>> start Provided text

As Senior Member Goward observed in Palin[4], costs incurred prior to participant entering the scheme would not be reimbursable. Consistent with the reasoning in Palin and Pavlakis, in my view, the Agency could reimburse a participant for the cost of a support which was payable while a participant had a statement of participant supports. I consider that section 29(2) is designed to prevent payments in relation to future supports but does not prevent reimbursement for supports that a participant was entitled to while they were a participant.
[4] Palin and National Disability Insurance Agency [2023] AATA 94, at [42].
Impact on dismissal application
My view that section 29(2) potentially permits payments for past periods is not conclusive. This matter is not constituted to me and I am only considering this dismissal application on an interlocutory basis. It would be open to the constituted member to reach a different conclusion.
The Agency summarised the principles to be applied in considering applications for dismissal based on no reasonable prospects as set out by Deputy President Alpins in Paraponiaris[5] as follows:
a. the Tribunal must exercise a high degree of caution before dismissing an application;
b. a high degree of certainty about the ultimate outcome of the proceeding is needed;
c. the application must lack any prospect of success which can properly be said to meet the standard of being reasonable;
d. where an application requires resolution of a real issue or issues of fact, it is not enough for the Tribunal to form the view that an Applicant is unlikely to succeed in respect of those issues;
e. where an application requires resolution of a real issue or issues of law, the Tribunal cannot properly be satisfied that it has no reasonable prospect of success unless there is no room for doubt about the proposition of the law upon which the success of the application depends; and
f. where the success of an application depends upon propositions of law said to arise from relevant legislative provisions which are not sufficiently tenable as a matter of proper statutory interpretation, it is open to the Tribunal to be satisfied that the application has no reasonable prospect of success for the purposes of s42B(1)(b).
[5] Paraponiaris and Secretary, Department of Employment [2015] AATA 895 at [19] to [34].
If the only issues before the Tribunal were the prospective supports of SIL and SDA, I would dismiss the matter. I cannot see any way that the Applicant would be able to satisfy the Tribunal that the Applicant is entitled to be paid for these prospective supports now that the Applicant has ceased to be a participant.
However, in relation to the PWC controller, I do not consider there is a high degree of certainty about the ultimate outcome. It is better to take a caution approach in relation to this support. It is at least arguable that this is a support that should be able to be reimbursed despite the Applicant ceasing to be a participant.

>> end Provided text
>> start Data provided

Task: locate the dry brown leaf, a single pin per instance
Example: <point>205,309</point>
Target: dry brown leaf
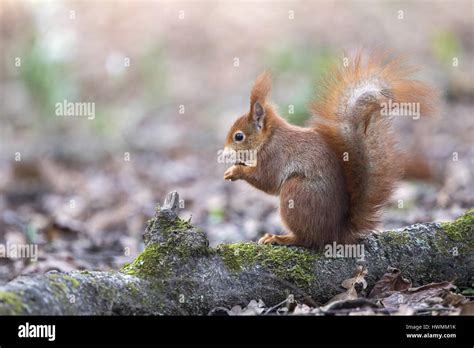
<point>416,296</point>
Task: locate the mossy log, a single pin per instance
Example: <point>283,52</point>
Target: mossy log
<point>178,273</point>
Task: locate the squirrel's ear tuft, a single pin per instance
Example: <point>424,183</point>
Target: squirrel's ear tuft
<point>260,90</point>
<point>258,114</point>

>> end Data provided
>> start Data provided

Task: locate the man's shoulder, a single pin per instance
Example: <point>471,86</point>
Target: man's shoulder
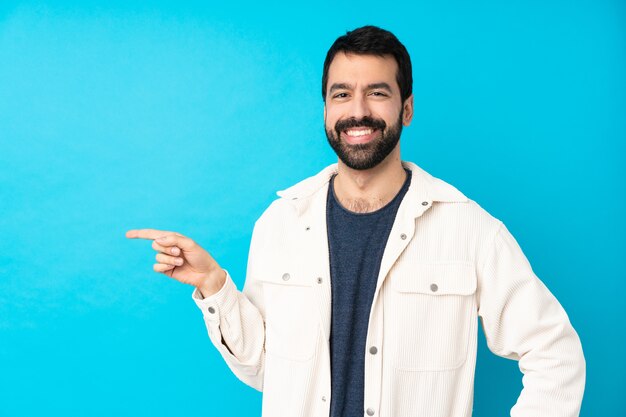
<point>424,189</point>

>> end Data provided
>> start Data provided

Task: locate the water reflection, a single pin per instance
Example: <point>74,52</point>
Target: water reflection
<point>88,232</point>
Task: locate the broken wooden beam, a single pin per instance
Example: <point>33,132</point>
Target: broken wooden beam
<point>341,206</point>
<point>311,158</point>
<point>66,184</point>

>> end Data provided

▸ Prompt: In the tribunal decision, what would the member do if the only issues before the Tribunal were the prospective supports of SIL and SDA? Please answer in one sentence.

▸ Finished task: The member would dismiss the matter.